Data supplied START

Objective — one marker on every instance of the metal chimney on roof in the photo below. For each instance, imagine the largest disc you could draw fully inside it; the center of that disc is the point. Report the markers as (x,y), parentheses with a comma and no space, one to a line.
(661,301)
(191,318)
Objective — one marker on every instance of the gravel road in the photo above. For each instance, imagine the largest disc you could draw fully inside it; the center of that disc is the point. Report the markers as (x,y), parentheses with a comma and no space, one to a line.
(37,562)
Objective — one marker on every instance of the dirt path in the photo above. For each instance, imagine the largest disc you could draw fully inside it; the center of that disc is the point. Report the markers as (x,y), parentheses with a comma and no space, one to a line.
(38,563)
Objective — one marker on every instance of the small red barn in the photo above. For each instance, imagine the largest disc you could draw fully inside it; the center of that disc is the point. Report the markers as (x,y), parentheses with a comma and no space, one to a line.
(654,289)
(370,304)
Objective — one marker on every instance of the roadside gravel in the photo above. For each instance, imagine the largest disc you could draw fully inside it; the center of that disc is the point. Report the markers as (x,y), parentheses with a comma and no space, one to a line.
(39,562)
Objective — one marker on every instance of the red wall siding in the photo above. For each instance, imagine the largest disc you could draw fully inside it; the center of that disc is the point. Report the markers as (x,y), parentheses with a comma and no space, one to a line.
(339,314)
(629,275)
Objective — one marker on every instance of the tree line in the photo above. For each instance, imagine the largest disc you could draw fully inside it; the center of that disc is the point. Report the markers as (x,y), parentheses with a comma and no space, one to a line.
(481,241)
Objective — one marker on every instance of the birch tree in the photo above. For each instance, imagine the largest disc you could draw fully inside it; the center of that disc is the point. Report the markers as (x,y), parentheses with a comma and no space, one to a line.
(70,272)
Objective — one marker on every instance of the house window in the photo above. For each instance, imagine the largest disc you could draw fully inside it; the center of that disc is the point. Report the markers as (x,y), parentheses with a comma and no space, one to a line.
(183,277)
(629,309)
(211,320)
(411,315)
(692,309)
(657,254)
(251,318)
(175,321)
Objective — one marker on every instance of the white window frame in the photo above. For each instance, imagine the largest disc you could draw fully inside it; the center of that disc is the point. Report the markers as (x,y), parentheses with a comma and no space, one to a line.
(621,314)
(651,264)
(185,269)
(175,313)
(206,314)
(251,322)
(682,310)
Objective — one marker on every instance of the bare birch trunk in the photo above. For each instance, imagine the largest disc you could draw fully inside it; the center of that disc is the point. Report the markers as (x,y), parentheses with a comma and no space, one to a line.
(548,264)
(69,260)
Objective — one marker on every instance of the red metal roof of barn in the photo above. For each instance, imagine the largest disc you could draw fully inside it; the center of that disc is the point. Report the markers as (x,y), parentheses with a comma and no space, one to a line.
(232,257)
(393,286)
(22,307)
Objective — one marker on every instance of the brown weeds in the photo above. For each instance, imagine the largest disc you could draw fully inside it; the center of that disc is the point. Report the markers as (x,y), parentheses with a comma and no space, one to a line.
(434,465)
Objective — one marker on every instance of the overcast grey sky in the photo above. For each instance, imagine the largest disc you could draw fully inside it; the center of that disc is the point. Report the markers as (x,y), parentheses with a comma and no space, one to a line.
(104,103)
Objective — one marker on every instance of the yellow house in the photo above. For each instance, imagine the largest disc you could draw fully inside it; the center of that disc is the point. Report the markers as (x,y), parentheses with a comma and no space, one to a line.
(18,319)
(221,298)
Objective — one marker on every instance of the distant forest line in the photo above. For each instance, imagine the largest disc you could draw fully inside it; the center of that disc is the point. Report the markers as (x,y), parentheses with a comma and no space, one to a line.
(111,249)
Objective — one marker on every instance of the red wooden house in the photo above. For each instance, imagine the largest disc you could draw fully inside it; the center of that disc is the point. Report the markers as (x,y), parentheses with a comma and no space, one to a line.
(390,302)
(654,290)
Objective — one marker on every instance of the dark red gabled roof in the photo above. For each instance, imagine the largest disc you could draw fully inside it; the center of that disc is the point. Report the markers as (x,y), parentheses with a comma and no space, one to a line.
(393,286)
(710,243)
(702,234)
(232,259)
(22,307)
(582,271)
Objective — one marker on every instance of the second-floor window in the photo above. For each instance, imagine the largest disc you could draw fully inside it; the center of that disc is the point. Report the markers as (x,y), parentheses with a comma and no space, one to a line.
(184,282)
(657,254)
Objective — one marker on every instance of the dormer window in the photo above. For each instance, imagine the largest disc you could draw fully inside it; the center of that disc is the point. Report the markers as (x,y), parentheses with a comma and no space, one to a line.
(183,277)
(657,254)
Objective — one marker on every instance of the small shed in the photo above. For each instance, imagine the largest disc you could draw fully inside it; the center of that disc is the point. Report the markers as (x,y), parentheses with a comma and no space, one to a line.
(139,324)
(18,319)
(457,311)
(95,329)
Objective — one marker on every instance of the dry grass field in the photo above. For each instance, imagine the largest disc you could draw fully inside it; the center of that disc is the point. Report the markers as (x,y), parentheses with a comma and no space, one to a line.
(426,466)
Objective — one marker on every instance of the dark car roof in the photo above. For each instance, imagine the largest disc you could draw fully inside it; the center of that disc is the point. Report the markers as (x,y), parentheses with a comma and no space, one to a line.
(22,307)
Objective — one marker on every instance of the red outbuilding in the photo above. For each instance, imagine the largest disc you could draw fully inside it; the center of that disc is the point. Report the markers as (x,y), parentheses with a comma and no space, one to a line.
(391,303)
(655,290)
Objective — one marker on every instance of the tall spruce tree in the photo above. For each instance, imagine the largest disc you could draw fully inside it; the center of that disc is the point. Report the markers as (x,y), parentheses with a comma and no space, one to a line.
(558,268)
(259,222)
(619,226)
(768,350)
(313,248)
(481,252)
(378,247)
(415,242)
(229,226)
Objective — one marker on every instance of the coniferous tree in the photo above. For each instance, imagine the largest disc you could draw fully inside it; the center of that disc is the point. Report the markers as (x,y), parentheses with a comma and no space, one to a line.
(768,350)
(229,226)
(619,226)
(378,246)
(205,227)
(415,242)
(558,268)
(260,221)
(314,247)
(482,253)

Data supplied END

* [What you need to do]:
When you output the entries, keep every word exactly as it stands.

* [Answer to the exercise]:
Objective — one marker on every instance of the metal chimney on roof in the photo below. For each instance, imagine the largest disc you could draw fully inside it; the center of that disc is the point. Report the markers as (x,y), parentheses with a comma and no space, one to a line.
(661,301)
(191,318)
Objective — one marker on every instance of the gravel road in the photo above. For each instance, imagine the largest disc you could draw fully inside it; the center of that disc is the point. Report the markers as (x,y), parentheses with a comma and no space, one to a line.
(37,562)
Objective — one marker on every instance of the dirt path in the photo above. For each instance, imagine the largest disc you could draw fully inside it; the center of that disc is the point. Report the markers as (x,y), parentheses with a comma and no space, one to a line.
(38,563)
Objective — one marker on every instance of the small red barn in the photo above. For each instance, imagine the largest disc you could draw fully inside it; the center of that disc is the point. Report the markers as (x,y), parentheses with a comma and no space, one to a line.
(654,289)
(370,304)
Objective — one marker on every instance of the roadside gravel in the photo above. For each instance, imagine the largest disc you could draw fully inside it; the center of that disc is the point. Report the markers as (x,y), parentheses with a comma and no space, one to a line.
(39,562)
Objective — one marker on every instance of the red wall siding in the photo above. For each instance, imagine the largest disc you could draw fully inside it; the center of that disc is the point. Report the markers as (x,y), parentheses with a comma and no space, one to a line.
(339,314)
(629,275)
Objective — one marker on every instance of the tree line in the photo above. For each instance, imagine the largest disc you could draw fully inside it; the center of that disc is the point. Report the markers as (x,y), parentheses with a comma and no space, one to a line.
(481,241)
Objective — one marker on every instance of the birch tree in the photo above. For each instance, imagine the largest disc you could draw fully inside it; the center of that disc is the point. Report the markers as (x,y), parentheses with a comma and no space, one to a line.
(70,272)
Objective — one marker on every instance of the house window in the photo above. For each instance, imagine the largest disc you could draw fully inside it; the center of that disc is the point. Report the markers as (x,y), parentheses with a comma and no space, one to a line.
(183,277)
(629,309)
(211,320)
(411,315)
(692,309)
(657,254)
(251,318)
(175,321)
Objective — one marker on every instance of the white window frame in the photo above. For each instance, imagine the largest disc you could draw fully inside it; the center of that disc is the point. Report the markers as (x,y), parentheses with a comma and no space, one to a line.
(621,314)
(651,264)
(185,269)
(175,313)
(206,314)
(251,322)
(682,310)
Objective — one marker on every instance of the bare birch trunk in the photo above. For each instance, imagine the largest disc you could draw fully inside it; the center of that disc is the point. Report the markers as (x,y), parentheses with a comma and no space, one to a line.
(548,264)
(69,260)
Objective — one marker on every instance of the red metal roof of barn in the photo above. For each instance, imagine the largest disc you could draw fully inside it; the center of that disc is the point. Report the markers as (x,y), parentheses with a comma and no space, one to a line.
(232,257)
(393,286)
(22,307)
Objective — one marker on every instance of the brown weeds in the photo above. For each instance, imagine the largest disc you could draw fully inside it; the center of that disc is the point. Report the markers as (x,y), parentheses with a comma and no space, one to a line.
(434,465)
Objective — one marker on every instance of the overcast grey sky in the photo above. For each instance, imagine the largest disc you could draw fully inside it; the center of that disc is the point. Report the markers as (x,y), parentheses with a comma and no space, one to a line.
(104,103)
Objective — one marker on every instance of the yellow house in the photo above. For each instance, imagine the largest disc you could draw fully inside it; the center of that disc is the point. Report the markers as (x,y), parentheses with a comma and no space, one to a line.
(18,319)
(221,298)
Objective — one marker on every instance of the distant forest line in the photo above. For each instance, imagine the largest disc you could draw fully inside it; the center of that disc is the point. Report the markers as (x,y), parentheses with a comma and no space, one to a line.
(111,249)
Objective — one marker on every instance of the red wooden house in the photo above. For each instance, imagine the largest disc you could draw fully inside it; the center of that disc is the point. Report the markers as (x,y), parentheses with a comma and no space, one to a line.
(390,302)
(654,290)
Objective — one marker on every instance of the dark red gabled roof in the photo above. For each instance, imagine the largest disc you could draw fully inside it; the center of that disc is the point. Report the markers as (x,y), parentheses with a comma and no space, one to a line.
(393,286)
(710,243)
(702,234)
(232,259)
(22,307)
(582,271)
Objective — one marker on every instance of the second-floor window in the photo above. For each instance, imagine the largest disc you could draw fully inside it; the center of that disc is the point. Report the markers as (x,y), parentheses with a comma and no space, one to a line.
(184,282)
(657,254)
Objective — one marker on every instance of the dormer window in the photo above. For each instance, imagine the largest disc you could draw fully inside it; the center of that disc is the point. Report the markers as (x,y), parentheses with a comma and no space, one to a line.
(183,277)
(657,254)
Objective — one marker on every instance of the small shed in the photo above. For each instance, imagine the largest disc you could draw fully inside it; the center of that disc is the point. Report the markers as (x,y), parentheses with a comma and no space, one to a line.
(139,324)
(18,319)
(457,311)
(95,329)
Objective — one marker on every instance of the dry grass field in the photo above. For each instance, imagine the largest disc you could draw fully inside it; the center of that disc is the point. Report the markers as (x,y), parentheses with a comma and no space, one to a line.
(426,466)
Objective — one marker on every instance of the dark car roof in the photo above. For each instance, imagine the largest disc you could draw fully inside it; the center of that disc is the point. Report the markers as (x,y), parentheses with a comma and no space, one to a line.
(22,307)
Objective — one marker on every instance of the red outbuilding in the photo above. For each instance, imagine the largest disc you could draw fully inside it; the center of that disc is the point. Report the markers as (x,y), parentheses with a comma and no space, one to a line.
(391,303)
(655,290)
Objective — one marker on every instance of the tall spruce tree in the photo above. For each instance, imagine the largest disc you could draw fully inside it; the center of that disc is the point. Report the markers as (x,y), parentheses with a comma and no space, one to a line.
(558,268)
(259,222)
(619,226)
(768,350)
(313,248)
(481,252)
(378,247)
(415,242)
(229,226)
Objective — one marker on every instance of the coniferous tree in the photo above. For each instance, imagine the largest disc you could draw fully inside it; the center of that disc is the point. Report the markers as (x,y), parentheses with a comma and no space, one to a line.
(768,350)
(229,226)
(619,226)
(378,246)
(205,227)
(415,242)
(558,268)
(260,221)
(314,247)
(482,253)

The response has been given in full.